* EXERCISE OBJECTIVE
Resume the press roundup on the Moscow nuclear safety summit after its last sentence.

* DOCUMENT SECTION
The Washington Post editorialized Saturday: "It is fitting that the leaders of the world's wealthiest nations, including President Clinton, are meeting in Moscow to discuss nuclear safety. If Russia's many critics are to be believed, radioactive materials are so poorly guarded there that each G-7 president could go home with a plutonium souvenir in his suitcase.... Of all Western aid programs, those aimed at preventing nuclear smuggling, Chernobyl-style accidents and radioactive pollution are most evidently in the Western interest. The West should push hard to have Russia behave responsibly, but it should not reduce aid out of pique. The question is not whether Russia is cooperating as fully as others would like. It is how the West - for the most selfish of reasons: its own safety - can prod Russia toward further progress."
The Japanese newspaper Asahi Shimbun said recently in one of a series of environmental editorials: "Our planet is permeated with the dangers involved in nuclear energy, among them the potential dangers of nuclear reactors, problems in keeping track of nuclear materials released in the process of dismantling nuclear warheads and nuclear facilities, and problems in safe handling and disposal of nuclear wastes. It has never been more urgent than now for mankind, regardless of nationality, to find solutions to these problems on a global scale. International control of nuclear resources must now be pursued from a new perspective. We would like to characterize the summit of leaders of the Group of Seven industrialized nations and Russia on safety of nuclear energy and nuclear materials that (opened) Friday in Moscow as a nascent attempt at such an enterprise."
Richard Beeston writes today in The London Times: "Aside from the nuclear issues, the Kremlin leadership will be anxious to see what effect the summit has on the political fortunes of President Yeltsin, who hosted the meeting in part to boost his June re-election hopes.... Certainly he performed creditably before the cameras, projecting himself as a statesman on the world stage, (but) if the Russian people perceived their president as too close to the G-7 leaders, the summit could turn out to be a political liability."

* PROVIDED RECORDS
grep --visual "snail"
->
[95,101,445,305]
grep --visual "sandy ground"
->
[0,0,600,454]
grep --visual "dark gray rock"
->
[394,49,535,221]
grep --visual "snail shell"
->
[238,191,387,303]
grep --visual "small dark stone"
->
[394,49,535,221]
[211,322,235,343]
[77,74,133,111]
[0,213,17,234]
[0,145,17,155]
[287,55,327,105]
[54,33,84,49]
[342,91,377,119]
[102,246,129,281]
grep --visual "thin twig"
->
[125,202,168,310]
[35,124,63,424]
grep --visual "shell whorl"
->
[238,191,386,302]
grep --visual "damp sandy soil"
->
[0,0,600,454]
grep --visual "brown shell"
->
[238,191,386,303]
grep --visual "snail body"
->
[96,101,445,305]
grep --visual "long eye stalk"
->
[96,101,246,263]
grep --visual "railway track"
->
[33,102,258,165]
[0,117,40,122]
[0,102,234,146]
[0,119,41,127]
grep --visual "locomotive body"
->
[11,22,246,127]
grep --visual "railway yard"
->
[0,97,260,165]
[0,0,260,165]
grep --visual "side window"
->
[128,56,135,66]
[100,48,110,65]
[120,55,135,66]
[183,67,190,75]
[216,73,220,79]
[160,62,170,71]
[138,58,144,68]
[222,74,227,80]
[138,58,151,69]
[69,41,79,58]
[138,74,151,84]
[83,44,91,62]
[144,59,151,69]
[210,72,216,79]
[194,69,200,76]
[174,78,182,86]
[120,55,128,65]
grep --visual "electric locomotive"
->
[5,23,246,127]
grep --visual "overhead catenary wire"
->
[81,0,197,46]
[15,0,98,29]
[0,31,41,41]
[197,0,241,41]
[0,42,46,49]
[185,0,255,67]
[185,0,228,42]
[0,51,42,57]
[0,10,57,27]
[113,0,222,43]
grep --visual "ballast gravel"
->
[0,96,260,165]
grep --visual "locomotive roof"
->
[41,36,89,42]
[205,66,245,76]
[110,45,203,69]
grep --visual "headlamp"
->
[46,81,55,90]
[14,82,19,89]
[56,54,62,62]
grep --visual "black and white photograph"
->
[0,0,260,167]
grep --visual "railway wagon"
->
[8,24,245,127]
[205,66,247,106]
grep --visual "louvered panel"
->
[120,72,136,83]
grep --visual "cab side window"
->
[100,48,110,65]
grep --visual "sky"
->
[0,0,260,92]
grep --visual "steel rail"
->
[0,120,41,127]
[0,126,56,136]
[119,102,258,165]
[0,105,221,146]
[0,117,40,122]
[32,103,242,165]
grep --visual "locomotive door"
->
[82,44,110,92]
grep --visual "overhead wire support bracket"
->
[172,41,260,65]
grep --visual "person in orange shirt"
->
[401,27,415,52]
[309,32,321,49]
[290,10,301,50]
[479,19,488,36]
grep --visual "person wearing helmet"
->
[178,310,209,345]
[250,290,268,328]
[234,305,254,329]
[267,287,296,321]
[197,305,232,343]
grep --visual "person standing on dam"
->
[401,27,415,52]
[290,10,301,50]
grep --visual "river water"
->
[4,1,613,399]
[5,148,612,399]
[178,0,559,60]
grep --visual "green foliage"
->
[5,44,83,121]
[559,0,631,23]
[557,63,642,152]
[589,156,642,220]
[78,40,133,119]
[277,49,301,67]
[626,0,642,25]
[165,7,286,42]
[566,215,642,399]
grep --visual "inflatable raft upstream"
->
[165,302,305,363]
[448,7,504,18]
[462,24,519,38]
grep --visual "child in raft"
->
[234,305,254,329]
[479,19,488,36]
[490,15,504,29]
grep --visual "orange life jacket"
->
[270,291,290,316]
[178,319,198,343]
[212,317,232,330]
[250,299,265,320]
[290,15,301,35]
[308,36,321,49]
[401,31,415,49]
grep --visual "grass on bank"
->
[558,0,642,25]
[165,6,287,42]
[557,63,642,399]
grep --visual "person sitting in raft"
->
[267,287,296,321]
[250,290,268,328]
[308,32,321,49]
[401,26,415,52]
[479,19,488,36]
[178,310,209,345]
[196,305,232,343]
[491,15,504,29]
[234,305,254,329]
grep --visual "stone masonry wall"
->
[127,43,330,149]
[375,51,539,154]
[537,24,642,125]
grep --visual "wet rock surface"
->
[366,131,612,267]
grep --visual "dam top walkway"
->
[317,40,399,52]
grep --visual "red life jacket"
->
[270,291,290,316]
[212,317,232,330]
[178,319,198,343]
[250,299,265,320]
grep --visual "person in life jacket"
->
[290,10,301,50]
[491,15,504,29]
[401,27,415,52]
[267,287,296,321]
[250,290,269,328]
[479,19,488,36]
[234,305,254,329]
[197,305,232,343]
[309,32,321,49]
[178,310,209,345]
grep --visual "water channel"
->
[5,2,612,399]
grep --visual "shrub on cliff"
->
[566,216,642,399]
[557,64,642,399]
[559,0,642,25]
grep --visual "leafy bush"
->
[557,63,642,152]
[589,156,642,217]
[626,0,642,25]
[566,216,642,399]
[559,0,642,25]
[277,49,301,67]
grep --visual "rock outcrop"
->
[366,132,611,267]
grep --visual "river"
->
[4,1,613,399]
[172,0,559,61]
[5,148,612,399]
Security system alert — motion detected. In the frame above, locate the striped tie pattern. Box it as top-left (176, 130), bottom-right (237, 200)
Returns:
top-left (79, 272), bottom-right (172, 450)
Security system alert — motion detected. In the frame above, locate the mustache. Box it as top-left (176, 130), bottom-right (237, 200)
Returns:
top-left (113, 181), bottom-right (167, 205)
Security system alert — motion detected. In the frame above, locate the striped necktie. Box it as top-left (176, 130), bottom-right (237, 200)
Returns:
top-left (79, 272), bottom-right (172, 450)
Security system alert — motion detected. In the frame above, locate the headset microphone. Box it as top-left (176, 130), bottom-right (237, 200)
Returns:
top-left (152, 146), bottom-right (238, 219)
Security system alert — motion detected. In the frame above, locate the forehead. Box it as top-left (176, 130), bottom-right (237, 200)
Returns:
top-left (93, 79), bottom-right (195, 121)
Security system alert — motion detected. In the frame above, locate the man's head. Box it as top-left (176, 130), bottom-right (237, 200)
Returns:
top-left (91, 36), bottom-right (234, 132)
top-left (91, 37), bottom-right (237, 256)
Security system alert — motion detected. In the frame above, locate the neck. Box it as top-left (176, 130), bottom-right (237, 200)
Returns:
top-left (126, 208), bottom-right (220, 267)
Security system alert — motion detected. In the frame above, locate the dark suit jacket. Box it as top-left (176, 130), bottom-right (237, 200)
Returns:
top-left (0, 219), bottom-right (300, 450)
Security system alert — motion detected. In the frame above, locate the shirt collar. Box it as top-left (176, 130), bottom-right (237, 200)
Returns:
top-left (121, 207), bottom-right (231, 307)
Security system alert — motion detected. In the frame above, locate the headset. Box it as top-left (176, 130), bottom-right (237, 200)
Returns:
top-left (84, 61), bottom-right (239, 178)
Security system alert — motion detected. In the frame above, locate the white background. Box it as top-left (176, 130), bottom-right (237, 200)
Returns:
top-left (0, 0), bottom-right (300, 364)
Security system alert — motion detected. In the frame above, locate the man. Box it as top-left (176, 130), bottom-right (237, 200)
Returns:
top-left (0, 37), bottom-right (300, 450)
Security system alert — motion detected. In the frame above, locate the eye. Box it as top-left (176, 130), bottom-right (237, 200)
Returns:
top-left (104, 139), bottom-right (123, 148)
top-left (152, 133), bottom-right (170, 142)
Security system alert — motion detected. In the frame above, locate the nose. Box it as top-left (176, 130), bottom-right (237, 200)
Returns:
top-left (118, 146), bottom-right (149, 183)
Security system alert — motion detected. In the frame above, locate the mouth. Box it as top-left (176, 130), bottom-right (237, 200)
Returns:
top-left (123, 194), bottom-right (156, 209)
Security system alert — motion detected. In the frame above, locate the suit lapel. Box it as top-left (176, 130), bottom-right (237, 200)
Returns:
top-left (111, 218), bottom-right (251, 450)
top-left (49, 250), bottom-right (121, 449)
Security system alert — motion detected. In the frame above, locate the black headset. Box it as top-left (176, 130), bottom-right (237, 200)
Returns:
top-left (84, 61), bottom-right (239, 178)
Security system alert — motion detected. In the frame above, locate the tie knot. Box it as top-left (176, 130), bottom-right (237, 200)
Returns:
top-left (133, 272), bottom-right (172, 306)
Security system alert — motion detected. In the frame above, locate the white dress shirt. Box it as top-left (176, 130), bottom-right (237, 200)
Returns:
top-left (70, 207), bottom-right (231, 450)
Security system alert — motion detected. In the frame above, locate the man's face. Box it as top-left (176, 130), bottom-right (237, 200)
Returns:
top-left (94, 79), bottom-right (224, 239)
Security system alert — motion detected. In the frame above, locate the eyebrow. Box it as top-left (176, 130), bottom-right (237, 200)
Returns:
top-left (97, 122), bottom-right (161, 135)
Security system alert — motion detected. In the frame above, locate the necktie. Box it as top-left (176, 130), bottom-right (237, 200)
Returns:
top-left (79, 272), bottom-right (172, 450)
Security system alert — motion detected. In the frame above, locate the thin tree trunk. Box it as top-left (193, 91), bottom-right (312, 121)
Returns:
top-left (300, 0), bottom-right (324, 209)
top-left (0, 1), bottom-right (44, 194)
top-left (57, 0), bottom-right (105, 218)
==
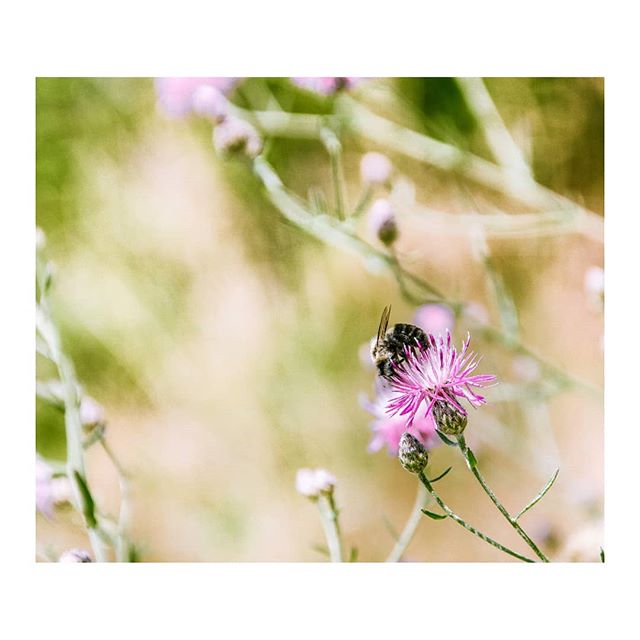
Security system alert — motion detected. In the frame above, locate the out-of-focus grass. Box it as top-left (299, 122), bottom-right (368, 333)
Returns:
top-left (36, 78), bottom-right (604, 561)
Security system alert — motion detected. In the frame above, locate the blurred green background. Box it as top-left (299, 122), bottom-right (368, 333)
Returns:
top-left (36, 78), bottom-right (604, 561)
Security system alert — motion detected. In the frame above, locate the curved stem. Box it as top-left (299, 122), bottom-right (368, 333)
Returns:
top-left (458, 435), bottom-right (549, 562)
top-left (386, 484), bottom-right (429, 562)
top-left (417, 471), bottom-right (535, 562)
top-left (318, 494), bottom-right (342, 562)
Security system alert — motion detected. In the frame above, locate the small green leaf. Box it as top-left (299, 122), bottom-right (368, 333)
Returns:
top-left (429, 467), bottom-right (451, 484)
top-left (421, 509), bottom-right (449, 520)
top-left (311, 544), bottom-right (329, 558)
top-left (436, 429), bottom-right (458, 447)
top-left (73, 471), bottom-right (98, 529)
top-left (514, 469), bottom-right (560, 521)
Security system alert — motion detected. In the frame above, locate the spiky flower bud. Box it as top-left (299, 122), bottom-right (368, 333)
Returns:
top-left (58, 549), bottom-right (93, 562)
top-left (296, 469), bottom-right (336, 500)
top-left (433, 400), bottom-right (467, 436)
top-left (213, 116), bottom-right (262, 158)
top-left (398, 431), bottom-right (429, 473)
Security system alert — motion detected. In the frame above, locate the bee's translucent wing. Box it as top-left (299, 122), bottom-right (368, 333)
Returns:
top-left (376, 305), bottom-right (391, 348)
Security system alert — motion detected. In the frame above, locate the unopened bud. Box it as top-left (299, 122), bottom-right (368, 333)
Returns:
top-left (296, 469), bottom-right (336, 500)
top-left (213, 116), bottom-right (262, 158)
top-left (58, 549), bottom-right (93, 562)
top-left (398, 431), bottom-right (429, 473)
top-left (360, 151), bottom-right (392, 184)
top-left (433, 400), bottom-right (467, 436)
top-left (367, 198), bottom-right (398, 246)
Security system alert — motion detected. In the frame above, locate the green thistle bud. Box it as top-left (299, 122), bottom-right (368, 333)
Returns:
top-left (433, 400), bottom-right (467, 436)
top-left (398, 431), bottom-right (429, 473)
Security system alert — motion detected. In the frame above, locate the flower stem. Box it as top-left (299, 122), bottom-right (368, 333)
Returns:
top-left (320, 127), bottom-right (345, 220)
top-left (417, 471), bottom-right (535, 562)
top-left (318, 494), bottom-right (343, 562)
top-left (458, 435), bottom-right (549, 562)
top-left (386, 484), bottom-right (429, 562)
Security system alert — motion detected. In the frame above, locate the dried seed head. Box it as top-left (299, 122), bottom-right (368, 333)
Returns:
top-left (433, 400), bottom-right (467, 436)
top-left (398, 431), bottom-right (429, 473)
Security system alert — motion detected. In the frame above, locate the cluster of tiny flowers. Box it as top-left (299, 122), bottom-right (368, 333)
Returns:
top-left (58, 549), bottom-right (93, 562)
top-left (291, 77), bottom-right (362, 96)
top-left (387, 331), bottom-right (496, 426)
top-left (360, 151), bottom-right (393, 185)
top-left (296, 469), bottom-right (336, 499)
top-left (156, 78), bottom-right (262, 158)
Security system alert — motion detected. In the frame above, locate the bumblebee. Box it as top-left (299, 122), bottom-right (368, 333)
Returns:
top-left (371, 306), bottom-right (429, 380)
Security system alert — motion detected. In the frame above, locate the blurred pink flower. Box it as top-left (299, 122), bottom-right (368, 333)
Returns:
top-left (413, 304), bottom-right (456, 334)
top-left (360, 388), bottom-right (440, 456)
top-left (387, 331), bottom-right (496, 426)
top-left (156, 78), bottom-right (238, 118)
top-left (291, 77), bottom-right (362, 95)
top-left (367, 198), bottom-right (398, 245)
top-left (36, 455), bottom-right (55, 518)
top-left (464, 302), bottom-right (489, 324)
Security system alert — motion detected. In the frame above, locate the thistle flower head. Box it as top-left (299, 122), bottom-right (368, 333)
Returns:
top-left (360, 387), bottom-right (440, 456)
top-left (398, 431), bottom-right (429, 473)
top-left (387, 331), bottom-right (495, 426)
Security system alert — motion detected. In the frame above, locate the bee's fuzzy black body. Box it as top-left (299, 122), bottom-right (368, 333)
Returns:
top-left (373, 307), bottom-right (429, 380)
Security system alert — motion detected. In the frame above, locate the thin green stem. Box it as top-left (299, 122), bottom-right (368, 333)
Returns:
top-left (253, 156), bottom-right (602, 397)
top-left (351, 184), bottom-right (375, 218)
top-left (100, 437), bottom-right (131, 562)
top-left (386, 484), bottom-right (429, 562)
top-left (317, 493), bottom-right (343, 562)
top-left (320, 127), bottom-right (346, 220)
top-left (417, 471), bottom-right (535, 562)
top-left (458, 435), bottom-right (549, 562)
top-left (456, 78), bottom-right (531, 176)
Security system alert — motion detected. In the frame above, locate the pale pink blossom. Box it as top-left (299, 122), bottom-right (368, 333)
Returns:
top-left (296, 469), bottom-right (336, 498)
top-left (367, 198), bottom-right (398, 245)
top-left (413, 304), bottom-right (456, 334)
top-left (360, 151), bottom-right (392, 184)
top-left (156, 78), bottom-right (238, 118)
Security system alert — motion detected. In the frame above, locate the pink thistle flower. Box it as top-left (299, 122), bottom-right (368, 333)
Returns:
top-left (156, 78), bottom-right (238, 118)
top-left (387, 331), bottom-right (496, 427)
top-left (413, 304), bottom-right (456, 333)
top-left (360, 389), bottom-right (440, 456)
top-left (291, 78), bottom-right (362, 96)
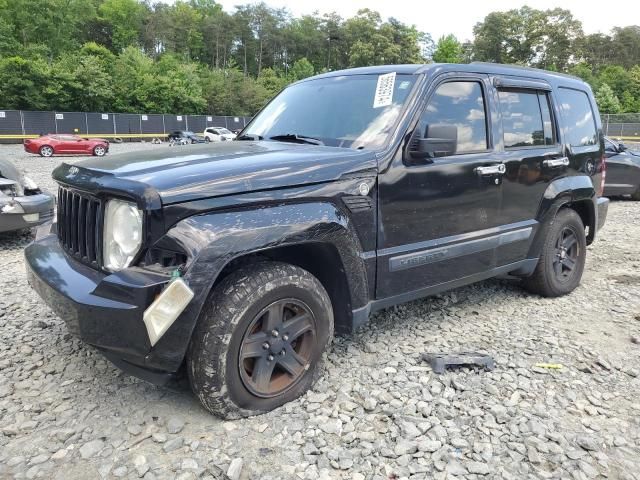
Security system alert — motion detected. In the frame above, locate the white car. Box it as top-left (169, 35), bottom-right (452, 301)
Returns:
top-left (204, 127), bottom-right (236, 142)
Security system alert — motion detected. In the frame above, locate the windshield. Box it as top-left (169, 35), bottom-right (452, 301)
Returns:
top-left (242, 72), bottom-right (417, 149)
==
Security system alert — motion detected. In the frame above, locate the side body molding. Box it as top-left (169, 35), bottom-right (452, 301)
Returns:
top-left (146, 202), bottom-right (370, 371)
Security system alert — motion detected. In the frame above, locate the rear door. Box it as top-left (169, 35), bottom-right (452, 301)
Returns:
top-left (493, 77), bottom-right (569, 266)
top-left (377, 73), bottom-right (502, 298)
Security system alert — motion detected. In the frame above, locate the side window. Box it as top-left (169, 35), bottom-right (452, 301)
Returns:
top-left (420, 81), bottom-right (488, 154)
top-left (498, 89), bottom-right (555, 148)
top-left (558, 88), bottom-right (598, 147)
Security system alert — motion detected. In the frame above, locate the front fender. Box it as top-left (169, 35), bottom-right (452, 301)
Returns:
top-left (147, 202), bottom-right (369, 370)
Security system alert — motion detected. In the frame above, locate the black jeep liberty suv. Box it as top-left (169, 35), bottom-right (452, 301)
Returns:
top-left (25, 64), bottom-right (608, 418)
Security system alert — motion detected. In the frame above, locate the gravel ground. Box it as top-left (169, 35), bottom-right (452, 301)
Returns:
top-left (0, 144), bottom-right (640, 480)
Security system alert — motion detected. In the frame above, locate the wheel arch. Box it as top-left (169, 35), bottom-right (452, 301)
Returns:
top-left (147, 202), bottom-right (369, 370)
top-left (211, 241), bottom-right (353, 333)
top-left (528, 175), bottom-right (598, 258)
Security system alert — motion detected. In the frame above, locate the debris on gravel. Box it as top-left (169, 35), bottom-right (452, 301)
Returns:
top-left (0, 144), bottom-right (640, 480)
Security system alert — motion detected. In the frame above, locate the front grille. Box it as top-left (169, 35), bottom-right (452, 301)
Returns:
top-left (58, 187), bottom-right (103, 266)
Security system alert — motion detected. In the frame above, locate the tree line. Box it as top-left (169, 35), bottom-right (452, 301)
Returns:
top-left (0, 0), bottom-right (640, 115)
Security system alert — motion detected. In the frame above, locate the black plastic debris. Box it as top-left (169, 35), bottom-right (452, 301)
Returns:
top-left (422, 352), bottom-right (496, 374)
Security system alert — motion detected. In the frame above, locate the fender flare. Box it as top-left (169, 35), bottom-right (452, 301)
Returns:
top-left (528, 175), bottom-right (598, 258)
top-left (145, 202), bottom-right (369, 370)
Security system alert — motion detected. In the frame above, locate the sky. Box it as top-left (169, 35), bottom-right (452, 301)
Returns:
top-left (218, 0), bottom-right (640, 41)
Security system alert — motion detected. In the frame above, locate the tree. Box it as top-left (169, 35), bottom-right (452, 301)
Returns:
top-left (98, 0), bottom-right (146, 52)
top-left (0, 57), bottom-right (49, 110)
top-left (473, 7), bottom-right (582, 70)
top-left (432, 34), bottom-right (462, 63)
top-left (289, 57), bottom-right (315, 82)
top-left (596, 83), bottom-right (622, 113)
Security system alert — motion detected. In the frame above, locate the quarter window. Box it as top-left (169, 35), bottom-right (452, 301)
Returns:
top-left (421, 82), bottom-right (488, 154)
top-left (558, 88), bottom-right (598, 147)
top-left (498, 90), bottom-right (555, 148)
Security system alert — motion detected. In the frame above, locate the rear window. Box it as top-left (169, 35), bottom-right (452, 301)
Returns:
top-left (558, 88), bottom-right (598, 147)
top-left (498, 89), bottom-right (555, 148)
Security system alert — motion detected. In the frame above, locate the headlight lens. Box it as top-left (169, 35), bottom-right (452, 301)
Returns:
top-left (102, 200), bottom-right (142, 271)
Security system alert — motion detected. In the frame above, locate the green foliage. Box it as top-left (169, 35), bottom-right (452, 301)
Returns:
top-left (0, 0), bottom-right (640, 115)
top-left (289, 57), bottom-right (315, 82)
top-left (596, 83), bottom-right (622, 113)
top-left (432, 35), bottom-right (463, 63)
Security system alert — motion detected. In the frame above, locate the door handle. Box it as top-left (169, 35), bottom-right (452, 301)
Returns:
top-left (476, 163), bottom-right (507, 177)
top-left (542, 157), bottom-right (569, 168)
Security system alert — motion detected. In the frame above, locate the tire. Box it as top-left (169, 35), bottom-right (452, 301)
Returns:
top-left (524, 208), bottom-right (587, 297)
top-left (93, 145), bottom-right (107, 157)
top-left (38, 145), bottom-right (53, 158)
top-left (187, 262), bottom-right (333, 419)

* ANSWER SECTION
The German newspaper Die Welt, in an editorial Saturday signed by Manfred Rowold, wrote of :what it called the "Atlantic Election Alliance." The editorial said, "Boris Yeltsin and Bill Clinton... have one thing in common. They both want to be re-elected this year, one in June, the other in November. Both... have a vested interest in there being no change either in the Kremlin or in the White House. One, because the patient manner in which Moscow is dealt with in Washington would come to an end. The other, because the alternative to Yeltsin could be a Communist renaissance and a drop in the temperature prevailing in the general East-West political climate.... Numerous incidents are putting a strain on Clinton's indulgence of the Kremlin. The war in Chechnya is one example.... Other examples are Yeltsin's sacking of reform politicians, the non-ratification of the Start II treaty and Moscow's entrenched resistance to an eastern enlargement of NATO. Ill-feeling has also been caused by reports of a secret underground military installation in the southern Urals."